▶ TASK DETAILS
Transcribe all of the material exactly.
____________
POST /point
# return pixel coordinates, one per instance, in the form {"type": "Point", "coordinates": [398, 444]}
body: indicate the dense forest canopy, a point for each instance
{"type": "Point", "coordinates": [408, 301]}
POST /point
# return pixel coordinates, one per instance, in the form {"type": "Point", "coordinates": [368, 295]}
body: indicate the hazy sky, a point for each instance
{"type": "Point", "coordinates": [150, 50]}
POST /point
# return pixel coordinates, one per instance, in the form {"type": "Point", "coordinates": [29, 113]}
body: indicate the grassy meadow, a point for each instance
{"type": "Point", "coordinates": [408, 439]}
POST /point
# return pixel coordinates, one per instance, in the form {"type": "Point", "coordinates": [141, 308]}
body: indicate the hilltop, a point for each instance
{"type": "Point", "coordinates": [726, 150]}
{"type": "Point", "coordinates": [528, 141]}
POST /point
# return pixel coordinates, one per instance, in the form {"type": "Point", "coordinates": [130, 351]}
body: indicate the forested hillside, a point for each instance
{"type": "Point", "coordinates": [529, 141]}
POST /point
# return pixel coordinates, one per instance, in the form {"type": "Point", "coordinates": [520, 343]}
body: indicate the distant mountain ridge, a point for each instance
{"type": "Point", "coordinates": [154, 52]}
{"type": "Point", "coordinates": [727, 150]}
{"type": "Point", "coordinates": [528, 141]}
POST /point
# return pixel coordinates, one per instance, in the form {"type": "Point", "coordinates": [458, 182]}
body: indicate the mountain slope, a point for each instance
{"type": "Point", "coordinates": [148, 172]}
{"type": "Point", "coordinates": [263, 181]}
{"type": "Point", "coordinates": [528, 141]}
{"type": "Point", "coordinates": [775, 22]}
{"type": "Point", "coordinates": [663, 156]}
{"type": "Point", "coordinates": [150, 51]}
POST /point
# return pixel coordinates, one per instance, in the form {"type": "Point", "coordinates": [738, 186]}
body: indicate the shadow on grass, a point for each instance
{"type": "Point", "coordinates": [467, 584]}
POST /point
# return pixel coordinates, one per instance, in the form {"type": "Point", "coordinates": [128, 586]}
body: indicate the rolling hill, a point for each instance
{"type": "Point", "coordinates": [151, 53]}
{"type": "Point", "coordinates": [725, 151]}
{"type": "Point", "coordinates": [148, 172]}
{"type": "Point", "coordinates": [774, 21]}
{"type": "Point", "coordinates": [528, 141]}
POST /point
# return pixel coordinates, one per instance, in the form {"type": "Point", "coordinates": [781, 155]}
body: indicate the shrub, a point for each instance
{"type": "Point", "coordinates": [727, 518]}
____________
▶ FINAL RESULT
POST /point
# return pixel coordinates, one per instance, in the form {"type": "Point", "coordinates": [398, 444]}
body: indicate the dense forest canopy, a point for each instance
{"type": "Point", "coordinates": [408, 301]}
POST /point
# return pixel coordinates, one per instance, in the form {"type": "Point", "coordinates": [368, 295]}
body: indicate the hazy sky, a point for each instance
{"type": "Point", "coordinates": [150, 50]}
POST /point
# return pixel coordinates, one per instance, in the form {"type": "Point", "coordinates": [29, 113]}
body: indicate the grassy meadow, a point for each instance
{"type": "Point", "coordinates": [408, 439]}
POST /point
# return pixel coordinates, one per instance, in the form {"type": "Point", "coordinates": [141, 308]}
body: indicate the hilltop, a point for each instance
{"type": "Point", "coordinates": [726, 150]}
{"type": "Point", "coordinates": [528, 141]}
POST /point
# return pixel coordinates, one per instance, in the form {"type": "Point", "coordinates": [130, 351]}
body: indicate the forested hillside, a point for each instance
{"type": "Point", "coordinates": [529, 141]}
POST /point
# return pixel coordinates, one per instance, in the form {"type": "Point", "coordinates": [520, 343]}
body: indicate the distant mountain ridge, a point for each instance
{"type": "Point", "coordinates": [154, 52]}
{"type": "Point", "coordinates": [727, 150]}
{"type": "Point", "coordinates": [528, 141]}
POST /point
# return pixel coordinates, one per instance, in the form {"type": "Point", "coordinates": [458, 182]}
body: indicate the mountain slope, a point for each instance
{"type": "Point", "coordinates": [148, 172]}
{"type": "Point", "coordinates": [263, 181]}
{"type": "Point", "coordinates": [528, 141]}
{"type": "Point", "coordinates": [775, 22]}
{"type": "Point", "coordinates": [663, 156]}
{"type": "Point", "coordinates": [150, 51]}
POST /point
# return pixel coordinates, one per instance, in the form {"type": "Point", "coordinates": [738, 186]}
body: indicate the shadow on grass, a point for each instance
{"type": "Point", "coordinates": [467, 584]}
POST /point
# return pixel coordinates, one per instance, in the form {"type": "Point", "coordinates": [128, 586]}
body: indicate the rolling hill, a point for each instance
{"type": "Point", "coordinates": [151, 53]}
{"type": "Point", "coordinates": [725, 151]}
{"type": "Point", "coordinates": [148, 172]}
{"type": "Point", "coordinates": [774, 21]}
{"type": "Point", "coordinates": [528, 141]}
POST /point
# return pixel coordinates, one per instance, in the form {"type": "Point", "coordinates": [781, 155]}
body: indicate the shrub, a point for each instance
{"type": "Point", "coordinates": [727, 518]}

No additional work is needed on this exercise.